(Texte fourni):
┄┄┄┄┄┄

7 graphiques qui montrent que l’écart des revenus conduira inévitablement à une crise sociale et politique

La semaine dernière, la Deutsche Bank a publié un rapport qui mettait la population en garde contre un ‘choc des générations’. Les personnes nées après 1980 n’accepteront plus que l’écart de prospérité continue à se creuser d’ici la fin de la décennie, dit-elle. 

La banque écrit que ‘d’ici 2030, les investisseurs, et par extension la société dans son ensemble, devront se préparer à des années compliquées, avec des problèmes climatiques, une rivalité permanente entre les États-Unis et la Chine et, surtout, des tensions intergénérationnelles’.

Dans un mémo aux clients, la société française Natixis reprend aussi ce point. La banque prévoit en effet ‘une crise sociale et politique inévitable’ qu’elle appuie par plusieurs graphiques qui reflètent les problèmes rencontrés à l’heure actuelle.

Dans les pays de l’OCDE, le capital (la richesse existante) croît plus rapidement que les salaires des travailleurs. Cela signifie que ceux qui sont déjà riches le sont de plus en plus. En revanche, les salariés ont beaucoup plus de mal à se constituer un capital.

Les salaires augmentent moins vite que le capital

Un premier graphique montre que le revenu réel par habitant (ligne grise) a augmenté moins rapidement que le prix des actifs (ligne violette = immobilier + obligations + actions).

┄┄┄┄┄┄

(Données fournies):
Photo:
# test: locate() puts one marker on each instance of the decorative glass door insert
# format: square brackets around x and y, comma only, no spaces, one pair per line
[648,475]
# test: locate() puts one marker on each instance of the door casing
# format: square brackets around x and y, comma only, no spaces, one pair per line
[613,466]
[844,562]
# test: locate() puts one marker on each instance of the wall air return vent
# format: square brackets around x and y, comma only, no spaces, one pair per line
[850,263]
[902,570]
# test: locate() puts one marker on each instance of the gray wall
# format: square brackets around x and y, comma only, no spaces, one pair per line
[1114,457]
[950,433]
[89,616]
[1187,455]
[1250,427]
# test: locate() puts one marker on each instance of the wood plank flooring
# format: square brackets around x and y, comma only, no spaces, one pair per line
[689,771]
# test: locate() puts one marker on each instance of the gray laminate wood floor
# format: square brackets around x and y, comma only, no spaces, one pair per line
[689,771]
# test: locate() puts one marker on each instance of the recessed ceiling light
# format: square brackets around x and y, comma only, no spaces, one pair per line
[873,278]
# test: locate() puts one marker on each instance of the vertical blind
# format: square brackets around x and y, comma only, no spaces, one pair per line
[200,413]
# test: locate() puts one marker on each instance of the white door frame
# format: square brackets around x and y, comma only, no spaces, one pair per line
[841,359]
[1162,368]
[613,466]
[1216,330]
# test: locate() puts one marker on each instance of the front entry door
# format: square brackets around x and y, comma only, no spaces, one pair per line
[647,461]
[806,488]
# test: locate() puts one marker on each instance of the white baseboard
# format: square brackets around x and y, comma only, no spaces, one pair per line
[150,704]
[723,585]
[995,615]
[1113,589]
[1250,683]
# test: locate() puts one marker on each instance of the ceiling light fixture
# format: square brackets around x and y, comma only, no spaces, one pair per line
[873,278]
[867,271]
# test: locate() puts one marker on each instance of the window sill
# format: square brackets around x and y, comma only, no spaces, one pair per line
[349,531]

┄┄┄┄┄┄

(Vos tâches):
A) Selon le texte sur l'écart des revenus, quelle société française prévoit une crise sociale et politique dans un mémo aux clients ?
B) Recopiez le passage du texte sur l'écart des revenus situé entre « La banque écrit » et « constituer un capital. », ces deux segments inclus.
C) Énumérez les types d'actifs qui, d'après le texte sur l'écart des revenus, composent la ligne violette du premier graphique.

(Réponses par tâche):
A) Natixis.

B)
La banque écrit que ‘d’ici 2030, les investisseurs, et par extension la société dans son ensemble, devront se préparer à des années compliquées, avec des problèmes climatiques, une rivalité permanente entre les États-Unis et la Chine et, surtout, des tensions intergénérationnelles’.

Dans un mémo aux clients, la société française Natixis reprend aussi ce point. La banque prévoit en effet ‘une crise sociale et politique inévitable’ qu’elle appuie par plusieurs graphiques qui reflètent les problèmes rencontrés à l’heure actuelle.

Dans les pays de l’OCDE, le capital (la richesse existante) croît plus rapidement que les salaires des travailleurs. Cela signifie que ceux qui sont déjà riches le sont de plus en plus. En revanche, les salariés ont beaucoup plus de mal à se constituer un capital.

C)
- Immobilier
- Obligations
- Actions